== REQUIREMENTS ==
Rewrite the entries starting at the beginning and ending at the line containing "[190,0,333,336]", with "forest" replaced by "woodland" and nothing else changed. Leave the pictures out of your answer.

——————

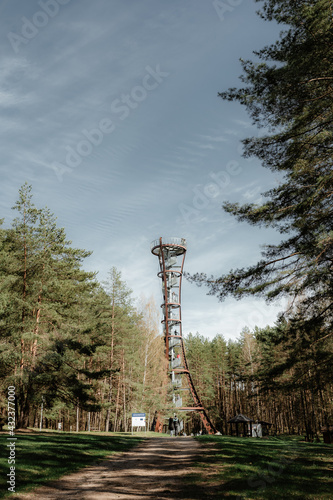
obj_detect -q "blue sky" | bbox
[0,0,282,338]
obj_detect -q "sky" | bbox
[0,0,283,339]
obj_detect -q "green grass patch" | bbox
[189,436,333,500]
[0,432,144,498]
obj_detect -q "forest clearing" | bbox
[0,432,332,500]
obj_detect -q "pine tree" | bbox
[0,183,95,427]
[187,0,333,376]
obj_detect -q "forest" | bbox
[0,183,333,439]
[0,0,333,440]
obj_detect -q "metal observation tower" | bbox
[151,238,216,434]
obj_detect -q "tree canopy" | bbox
[190,0,333,336]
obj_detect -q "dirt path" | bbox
[12,437,213,500]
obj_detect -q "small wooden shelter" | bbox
[228,413,253,437]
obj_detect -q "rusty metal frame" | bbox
[151,237,217,434]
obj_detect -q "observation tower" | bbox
[151,238,216,434]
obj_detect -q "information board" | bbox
[132,413,146,427]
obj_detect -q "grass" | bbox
[0,432,145,498]
[189,436,333,500]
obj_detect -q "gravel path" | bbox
[11,437,213,500]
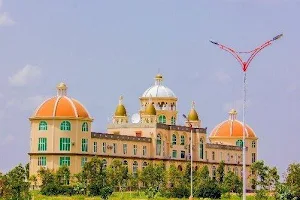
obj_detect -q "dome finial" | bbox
[56,82,68,96]
[229,109,237,121]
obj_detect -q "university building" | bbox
[29,74,258,189]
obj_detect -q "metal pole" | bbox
[243,71,247,200]
[189,125,193,200]
[210,34,283,200]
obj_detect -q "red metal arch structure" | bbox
[210,34,283,200]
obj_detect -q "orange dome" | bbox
[33,83,91,118]
[210,110,256,138]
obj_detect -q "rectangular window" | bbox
[123,144,127,154]
[38,138,47,151]
[59,138,71,151]
[94,142,98,153]
[180,151,185,158]
[252,153,256,163]
[59,156,71,166]
[172,150,177,158]
[81,157,87,167]
[113,143,117,153]
[143,146,147,156]
[81,138,88,152]
[102,142,106,153]
[38,156,47,166]
[133,144,137,155]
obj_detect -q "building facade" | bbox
[29,74,258,189]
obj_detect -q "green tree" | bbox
[107,160,128,191]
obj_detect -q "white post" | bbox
[243,71,246,200]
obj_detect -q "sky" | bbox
[0,0,300,177]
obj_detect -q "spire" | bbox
[154,73,163,85]
[56,82,68,96]
[229,109,237,121]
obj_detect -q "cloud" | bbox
[8,65,42,86]
[0,135,15,146]
[215,71,231,83]
[0,12,16,26]
[223,99,252,114]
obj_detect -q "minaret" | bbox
[113,96,128,124]
[185,101,201,128]
[56,82,68,96]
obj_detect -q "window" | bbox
[81,157,87,167]
[113,143,117,153]
[252,153,256,163]
[171,117,176,125]
[38,138,47,151]
[81,138,88,152]
[94,142,98,153]
[180,151,185,158]
[59,138,71,151]
[59,156,70,166]
[156,134,161,156]
[172,150,177,158]
[102,142,106,153]
[60,121,71,131]
[180,135,185,145]
[132,161,139,176]
[81,122,89,132]
[236,140,243,147]
[38,156,47,166]
[39,121,47,131]
[158,115,167,124]
[143,146,147,156]
[172,134,177,145]
[123,144,127,154]
[133,144,137,155]
[199,138,204,159]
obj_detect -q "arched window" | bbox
[180,135,185,145]
[212,166,216,180]
[235,140,243,147]
[60,121,71,131]
[199,138,204,159]
[156,134,161,156]
[172,134,177,145]
[171,117,176,125]
[39,121,48,131]
[132,161,139,175]
[158,115,167,124]
[142,162,148,169]
[81,122,89,132]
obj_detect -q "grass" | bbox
[32,191,273,200]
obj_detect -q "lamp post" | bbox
[182,114,193,200]
[210,34,283,200]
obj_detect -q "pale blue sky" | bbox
[0,0,300,175]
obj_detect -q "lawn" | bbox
[32,191,273,200]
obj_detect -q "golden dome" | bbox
[145,103,156,115]
[188,102,199,121]
[115,96,127,117]
[33,83,91,119]
[210,109,256,138]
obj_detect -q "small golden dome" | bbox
[145,103,156,115]
[115,96,127,117]
[188,101,199,121]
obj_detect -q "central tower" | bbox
[140,74,178,125]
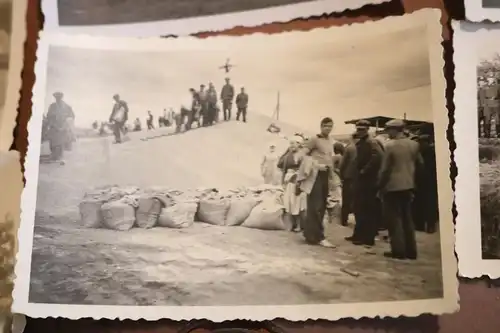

——————

== ANSWER TO THE TASK ==
obj_detect -q "blue sky" | bbox
[0,0,282,338]
obj_detect -q "sky" | bbox
[0,0,283,339]
obj_detect -q "green grass patch" | bbox
[189,436,333,500]
[0,432,144,498]
obj_detect -q "woodland clearing" | bbox
[0,432,332,500]
obj_detect -q "pine tree" | bbox
[0,183,95,427]
[187,0,333,376]
obj_detect -q "woodland" | bbox
[0,183,333,439]
[0,0,333,440]
obj_detect -q "metal observation tower" | bbox
[151,238,216,434]
obj_detect -q "tree canopy" | bbox
[190,0,333,336]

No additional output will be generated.